(Records shown):
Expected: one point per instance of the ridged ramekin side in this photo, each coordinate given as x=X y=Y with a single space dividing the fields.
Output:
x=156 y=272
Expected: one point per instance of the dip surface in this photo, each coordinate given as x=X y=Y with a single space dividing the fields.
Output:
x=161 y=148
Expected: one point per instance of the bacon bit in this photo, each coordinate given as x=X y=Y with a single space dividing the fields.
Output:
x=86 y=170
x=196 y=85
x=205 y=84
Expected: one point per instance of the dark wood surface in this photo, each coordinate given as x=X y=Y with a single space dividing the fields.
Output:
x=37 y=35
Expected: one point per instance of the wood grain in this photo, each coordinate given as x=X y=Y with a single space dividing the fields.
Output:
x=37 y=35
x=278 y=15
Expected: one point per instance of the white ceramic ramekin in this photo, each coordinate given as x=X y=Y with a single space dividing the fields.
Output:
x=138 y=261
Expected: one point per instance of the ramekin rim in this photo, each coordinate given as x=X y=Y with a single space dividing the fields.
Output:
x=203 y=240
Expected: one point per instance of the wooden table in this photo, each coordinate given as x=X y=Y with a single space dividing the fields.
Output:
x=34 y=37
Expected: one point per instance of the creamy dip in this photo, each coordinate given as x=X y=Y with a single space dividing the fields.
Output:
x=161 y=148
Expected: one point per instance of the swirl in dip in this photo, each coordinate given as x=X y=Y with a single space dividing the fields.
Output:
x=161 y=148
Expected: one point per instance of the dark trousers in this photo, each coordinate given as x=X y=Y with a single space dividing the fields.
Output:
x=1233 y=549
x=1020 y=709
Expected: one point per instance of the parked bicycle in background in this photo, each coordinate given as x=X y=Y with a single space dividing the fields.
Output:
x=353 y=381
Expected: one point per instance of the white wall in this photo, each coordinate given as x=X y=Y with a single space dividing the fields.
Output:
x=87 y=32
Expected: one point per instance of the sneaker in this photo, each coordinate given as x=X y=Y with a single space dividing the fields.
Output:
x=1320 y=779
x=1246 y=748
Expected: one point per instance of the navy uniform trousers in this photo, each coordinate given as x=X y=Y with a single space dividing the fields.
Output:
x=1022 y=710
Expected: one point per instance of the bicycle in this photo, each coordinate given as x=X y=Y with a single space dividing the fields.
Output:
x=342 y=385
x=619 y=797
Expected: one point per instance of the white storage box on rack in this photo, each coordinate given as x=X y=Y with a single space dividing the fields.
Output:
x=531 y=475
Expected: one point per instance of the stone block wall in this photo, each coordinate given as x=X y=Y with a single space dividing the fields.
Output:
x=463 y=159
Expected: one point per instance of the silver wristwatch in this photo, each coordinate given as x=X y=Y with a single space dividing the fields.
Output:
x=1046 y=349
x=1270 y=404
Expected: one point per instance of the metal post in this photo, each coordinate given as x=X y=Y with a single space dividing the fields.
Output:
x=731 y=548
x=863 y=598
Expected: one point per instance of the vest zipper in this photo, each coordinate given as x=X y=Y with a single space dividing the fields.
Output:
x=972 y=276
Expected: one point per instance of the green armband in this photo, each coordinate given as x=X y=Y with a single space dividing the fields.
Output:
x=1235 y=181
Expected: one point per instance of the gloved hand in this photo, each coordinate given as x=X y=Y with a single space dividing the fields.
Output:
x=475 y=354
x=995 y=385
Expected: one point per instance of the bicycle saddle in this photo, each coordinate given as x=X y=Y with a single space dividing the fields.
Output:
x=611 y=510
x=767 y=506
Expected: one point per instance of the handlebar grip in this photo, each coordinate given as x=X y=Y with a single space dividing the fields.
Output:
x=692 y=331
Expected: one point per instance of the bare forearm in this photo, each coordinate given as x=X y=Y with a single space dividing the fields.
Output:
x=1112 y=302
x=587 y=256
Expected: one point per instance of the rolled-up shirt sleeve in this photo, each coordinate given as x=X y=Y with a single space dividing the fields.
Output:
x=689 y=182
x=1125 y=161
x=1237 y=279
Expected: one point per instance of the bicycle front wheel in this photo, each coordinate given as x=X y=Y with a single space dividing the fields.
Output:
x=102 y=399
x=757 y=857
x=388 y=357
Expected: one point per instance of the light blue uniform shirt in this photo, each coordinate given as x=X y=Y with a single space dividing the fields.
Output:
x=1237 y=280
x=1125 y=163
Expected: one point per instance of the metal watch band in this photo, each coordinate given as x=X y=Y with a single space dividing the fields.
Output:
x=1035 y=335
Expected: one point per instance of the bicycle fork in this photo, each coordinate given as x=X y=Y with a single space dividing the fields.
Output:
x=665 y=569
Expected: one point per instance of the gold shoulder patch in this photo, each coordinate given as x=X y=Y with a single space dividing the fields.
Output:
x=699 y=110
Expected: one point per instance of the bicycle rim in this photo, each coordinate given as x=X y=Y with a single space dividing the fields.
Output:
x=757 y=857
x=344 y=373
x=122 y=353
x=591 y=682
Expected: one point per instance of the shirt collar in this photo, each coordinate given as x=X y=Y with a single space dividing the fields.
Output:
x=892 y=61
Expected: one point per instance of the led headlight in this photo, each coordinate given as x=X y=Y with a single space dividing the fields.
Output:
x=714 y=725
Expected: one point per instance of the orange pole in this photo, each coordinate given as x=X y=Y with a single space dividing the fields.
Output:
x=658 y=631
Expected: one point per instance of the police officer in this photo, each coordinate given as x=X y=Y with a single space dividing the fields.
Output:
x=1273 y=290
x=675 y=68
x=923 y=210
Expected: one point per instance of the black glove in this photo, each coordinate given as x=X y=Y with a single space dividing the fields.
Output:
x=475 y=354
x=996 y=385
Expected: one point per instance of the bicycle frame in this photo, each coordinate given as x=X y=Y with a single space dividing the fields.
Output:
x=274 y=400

(Task): From the listing, please work out how many lines contain "uniform". Give the number only.

(Response): 2